_Supplied records_
* START *

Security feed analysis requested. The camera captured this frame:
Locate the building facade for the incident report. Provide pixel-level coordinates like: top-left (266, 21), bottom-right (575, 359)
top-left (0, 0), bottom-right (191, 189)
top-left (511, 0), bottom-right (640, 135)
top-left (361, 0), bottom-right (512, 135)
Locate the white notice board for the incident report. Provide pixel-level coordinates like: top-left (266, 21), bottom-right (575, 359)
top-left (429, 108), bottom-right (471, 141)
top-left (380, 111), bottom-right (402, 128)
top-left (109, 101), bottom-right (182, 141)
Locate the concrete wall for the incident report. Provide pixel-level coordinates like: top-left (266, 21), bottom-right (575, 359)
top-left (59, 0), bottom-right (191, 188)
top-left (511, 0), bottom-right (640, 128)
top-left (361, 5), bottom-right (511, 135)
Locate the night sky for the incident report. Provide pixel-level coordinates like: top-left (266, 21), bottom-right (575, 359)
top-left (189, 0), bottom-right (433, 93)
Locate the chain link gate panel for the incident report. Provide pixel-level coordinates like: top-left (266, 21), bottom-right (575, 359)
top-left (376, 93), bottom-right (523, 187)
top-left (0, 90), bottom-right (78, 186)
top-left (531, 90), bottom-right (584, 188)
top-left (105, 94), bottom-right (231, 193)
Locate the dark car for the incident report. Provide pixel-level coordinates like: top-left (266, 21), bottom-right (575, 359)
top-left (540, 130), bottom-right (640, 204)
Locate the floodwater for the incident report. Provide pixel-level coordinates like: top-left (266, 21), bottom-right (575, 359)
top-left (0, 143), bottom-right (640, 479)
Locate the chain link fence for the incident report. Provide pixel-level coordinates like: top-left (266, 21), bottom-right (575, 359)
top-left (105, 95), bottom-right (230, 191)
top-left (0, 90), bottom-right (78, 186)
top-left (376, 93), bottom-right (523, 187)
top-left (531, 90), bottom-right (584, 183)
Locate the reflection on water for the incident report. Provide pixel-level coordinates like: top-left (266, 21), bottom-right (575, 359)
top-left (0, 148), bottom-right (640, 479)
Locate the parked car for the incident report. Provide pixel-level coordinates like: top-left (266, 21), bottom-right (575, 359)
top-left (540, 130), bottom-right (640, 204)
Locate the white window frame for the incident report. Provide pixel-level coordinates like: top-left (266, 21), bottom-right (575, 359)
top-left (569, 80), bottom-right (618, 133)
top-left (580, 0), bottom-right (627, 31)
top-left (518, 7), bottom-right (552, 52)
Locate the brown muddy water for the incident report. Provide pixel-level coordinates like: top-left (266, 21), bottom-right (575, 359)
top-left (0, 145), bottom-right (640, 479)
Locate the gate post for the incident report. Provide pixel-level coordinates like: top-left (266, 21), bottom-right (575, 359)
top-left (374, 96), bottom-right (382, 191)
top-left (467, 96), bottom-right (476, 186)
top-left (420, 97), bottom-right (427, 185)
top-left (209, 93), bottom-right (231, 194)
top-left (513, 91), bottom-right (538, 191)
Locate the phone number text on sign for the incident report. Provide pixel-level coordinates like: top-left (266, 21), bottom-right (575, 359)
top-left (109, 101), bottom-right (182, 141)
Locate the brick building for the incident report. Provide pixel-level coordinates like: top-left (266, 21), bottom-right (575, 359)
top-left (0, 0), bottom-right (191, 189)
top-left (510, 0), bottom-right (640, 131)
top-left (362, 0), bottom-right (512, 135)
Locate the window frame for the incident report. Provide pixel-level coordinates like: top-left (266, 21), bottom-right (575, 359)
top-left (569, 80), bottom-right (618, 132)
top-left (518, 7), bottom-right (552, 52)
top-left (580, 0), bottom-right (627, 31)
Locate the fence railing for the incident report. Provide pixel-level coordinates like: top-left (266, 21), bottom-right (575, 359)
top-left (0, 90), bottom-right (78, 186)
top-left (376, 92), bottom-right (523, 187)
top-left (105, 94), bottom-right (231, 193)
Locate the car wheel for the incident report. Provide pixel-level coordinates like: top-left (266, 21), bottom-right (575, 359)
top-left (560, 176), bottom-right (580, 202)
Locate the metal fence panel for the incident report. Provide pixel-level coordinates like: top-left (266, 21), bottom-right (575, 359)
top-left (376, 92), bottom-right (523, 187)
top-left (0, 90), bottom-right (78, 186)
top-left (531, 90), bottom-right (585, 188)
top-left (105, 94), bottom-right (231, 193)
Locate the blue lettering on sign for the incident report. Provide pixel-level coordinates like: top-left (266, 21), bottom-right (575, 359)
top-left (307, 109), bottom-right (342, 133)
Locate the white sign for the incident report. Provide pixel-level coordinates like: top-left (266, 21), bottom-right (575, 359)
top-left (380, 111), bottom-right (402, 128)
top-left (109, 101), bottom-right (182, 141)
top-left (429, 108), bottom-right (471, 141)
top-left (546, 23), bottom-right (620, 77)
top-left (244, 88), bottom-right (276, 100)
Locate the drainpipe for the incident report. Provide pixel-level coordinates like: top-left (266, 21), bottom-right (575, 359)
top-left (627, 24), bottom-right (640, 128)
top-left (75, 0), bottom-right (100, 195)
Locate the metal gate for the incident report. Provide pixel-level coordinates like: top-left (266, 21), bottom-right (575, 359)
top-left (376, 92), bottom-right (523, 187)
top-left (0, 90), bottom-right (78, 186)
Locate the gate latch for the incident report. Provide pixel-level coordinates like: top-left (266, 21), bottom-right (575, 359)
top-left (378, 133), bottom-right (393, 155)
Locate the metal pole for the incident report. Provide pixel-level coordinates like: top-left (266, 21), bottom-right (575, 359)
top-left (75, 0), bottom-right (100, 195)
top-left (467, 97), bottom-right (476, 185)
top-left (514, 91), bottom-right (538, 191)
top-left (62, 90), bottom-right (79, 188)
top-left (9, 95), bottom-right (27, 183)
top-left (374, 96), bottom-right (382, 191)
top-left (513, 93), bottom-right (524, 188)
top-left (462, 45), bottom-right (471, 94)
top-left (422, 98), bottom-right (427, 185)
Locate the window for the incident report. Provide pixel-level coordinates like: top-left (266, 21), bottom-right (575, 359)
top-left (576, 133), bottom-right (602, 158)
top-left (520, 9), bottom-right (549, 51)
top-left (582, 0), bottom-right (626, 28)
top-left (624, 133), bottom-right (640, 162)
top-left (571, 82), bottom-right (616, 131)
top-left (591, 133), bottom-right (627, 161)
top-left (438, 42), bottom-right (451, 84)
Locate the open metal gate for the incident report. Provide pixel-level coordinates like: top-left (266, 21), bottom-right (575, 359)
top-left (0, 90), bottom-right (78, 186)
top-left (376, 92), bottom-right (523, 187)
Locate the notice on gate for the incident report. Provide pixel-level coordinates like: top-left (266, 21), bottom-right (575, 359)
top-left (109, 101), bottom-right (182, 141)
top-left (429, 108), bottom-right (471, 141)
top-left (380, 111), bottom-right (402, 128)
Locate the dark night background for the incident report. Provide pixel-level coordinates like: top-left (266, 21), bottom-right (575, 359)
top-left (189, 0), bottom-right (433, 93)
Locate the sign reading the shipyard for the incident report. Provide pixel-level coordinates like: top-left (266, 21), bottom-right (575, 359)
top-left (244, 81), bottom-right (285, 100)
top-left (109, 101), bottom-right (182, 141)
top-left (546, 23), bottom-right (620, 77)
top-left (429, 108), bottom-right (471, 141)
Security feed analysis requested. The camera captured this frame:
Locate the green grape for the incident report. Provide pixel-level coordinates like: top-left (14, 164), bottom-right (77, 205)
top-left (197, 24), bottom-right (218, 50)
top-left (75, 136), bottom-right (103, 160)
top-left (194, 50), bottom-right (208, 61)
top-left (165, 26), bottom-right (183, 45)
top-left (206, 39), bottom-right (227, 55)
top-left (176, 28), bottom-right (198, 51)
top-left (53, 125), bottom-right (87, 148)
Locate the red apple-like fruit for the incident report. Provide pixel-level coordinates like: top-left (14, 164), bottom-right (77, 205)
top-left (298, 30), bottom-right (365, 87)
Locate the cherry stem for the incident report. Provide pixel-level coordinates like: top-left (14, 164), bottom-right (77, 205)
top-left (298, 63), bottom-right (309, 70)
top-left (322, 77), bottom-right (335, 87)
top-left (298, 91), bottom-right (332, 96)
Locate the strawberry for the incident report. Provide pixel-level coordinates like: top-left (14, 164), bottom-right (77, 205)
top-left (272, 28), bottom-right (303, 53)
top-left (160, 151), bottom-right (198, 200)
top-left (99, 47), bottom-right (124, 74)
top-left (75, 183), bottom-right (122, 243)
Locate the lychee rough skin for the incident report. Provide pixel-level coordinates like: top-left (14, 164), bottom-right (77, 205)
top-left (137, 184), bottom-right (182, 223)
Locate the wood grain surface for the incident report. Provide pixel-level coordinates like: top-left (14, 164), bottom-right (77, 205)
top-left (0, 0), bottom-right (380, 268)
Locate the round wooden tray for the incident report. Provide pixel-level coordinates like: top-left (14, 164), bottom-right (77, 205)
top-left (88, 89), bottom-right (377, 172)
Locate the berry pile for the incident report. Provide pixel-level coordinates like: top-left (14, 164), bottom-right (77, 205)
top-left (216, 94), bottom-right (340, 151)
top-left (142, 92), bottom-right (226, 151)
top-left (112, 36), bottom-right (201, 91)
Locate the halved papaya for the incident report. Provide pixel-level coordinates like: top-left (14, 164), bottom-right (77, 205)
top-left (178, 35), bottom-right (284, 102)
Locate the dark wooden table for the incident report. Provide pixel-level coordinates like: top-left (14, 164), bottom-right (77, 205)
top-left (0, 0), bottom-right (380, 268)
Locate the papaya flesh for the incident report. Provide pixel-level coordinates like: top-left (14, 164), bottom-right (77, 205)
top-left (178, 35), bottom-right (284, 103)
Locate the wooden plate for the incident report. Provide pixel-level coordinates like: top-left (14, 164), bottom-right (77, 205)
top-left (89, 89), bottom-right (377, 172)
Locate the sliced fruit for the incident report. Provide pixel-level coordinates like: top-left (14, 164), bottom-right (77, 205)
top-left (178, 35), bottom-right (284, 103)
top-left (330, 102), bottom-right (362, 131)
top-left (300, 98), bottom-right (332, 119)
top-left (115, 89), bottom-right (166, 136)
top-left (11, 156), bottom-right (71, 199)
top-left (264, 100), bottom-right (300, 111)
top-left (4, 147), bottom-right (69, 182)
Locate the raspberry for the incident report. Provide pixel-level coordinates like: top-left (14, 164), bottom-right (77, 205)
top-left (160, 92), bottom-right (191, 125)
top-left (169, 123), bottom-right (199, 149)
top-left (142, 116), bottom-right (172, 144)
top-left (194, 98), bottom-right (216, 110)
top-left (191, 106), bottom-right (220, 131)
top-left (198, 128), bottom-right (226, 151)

* END *

_Stated goal_
Output the lines of the data above as a numbered list, starting at the line containing "Locate the dark wooden" and ending at the line containing "top-left (89, 89), bottom-right (377, 172)". Leave out any blank lines.

_Output of the task_
1. Locate the dark wooden table for the incident report. Provide pixel-level coordinates like: top-left (14, 164), bottom-right (77, 205)
2. top-left (0, 0), bottom-right (380, 268)
3. Locate the papaya flesh for the incident report. Provide pixel-level coordinates like: top-left (14, 164), bottom-right (77, 205)
4. top-left (178, 35), bottom-right (284, 103)
5. Locate the wooden plate for the incident report. Provide pixel-level coordinates like: top-left (14, 164), bottom-right (77, 205)
6. top-left (89, 89), bottom-right (377, 172)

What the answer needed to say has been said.